-- start of DATA EXTRACT --
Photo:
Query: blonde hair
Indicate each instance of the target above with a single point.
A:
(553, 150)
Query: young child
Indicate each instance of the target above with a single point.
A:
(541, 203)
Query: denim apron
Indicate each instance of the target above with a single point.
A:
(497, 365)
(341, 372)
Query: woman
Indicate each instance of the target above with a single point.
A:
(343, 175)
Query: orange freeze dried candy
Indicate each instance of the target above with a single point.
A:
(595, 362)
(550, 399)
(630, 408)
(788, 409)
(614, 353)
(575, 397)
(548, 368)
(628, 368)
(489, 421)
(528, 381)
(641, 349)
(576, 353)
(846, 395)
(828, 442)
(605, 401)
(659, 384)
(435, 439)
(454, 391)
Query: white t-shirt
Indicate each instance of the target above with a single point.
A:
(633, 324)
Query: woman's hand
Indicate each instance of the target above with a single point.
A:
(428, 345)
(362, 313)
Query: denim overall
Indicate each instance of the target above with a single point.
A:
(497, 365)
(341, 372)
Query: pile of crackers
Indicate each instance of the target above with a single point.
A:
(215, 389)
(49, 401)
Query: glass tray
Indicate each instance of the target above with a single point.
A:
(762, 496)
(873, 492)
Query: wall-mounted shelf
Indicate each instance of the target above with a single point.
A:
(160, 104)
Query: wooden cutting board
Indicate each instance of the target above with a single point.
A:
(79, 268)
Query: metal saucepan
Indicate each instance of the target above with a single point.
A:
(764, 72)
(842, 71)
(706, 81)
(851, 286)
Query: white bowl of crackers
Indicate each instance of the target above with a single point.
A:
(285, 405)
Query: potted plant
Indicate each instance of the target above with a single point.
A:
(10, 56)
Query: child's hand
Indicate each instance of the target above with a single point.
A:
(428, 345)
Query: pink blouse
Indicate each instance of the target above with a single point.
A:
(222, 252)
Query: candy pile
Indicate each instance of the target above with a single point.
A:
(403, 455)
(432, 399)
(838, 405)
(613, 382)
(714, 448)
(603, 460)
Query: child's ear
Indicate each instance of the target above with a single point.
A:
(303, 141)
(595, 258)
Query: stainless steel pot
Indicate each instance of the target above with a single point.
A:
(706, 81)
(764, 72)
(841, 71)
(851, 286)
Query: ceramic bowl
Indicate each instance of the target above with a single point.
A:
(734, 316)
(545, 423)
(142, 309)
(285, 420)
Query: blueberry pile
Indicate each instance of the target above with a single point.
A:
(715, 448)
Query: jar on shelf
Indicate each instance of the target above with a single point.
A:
-- end of DATA EXTRACT --
**GIVEN INSTRUCTION**
Reproduce everything from the line containing "Query: ceramic bowl" down to the end of the records, replacing "blueberry pile" with "pile of blueberries" and leaving all else unchanged.

**OUTPUT OF THE TASK**
Query: ceramic bowl
Indicate each instance of the target above with a single point.
A:
(734, 316)
(545, 423)
(142, 309)
(285, 420)
Query: pile of blueberries
Indicate each instance of the target above with a single point.
A:
(715, 448)
Query: jar on shelf
Indicate each instance of the target above with a single point.
A:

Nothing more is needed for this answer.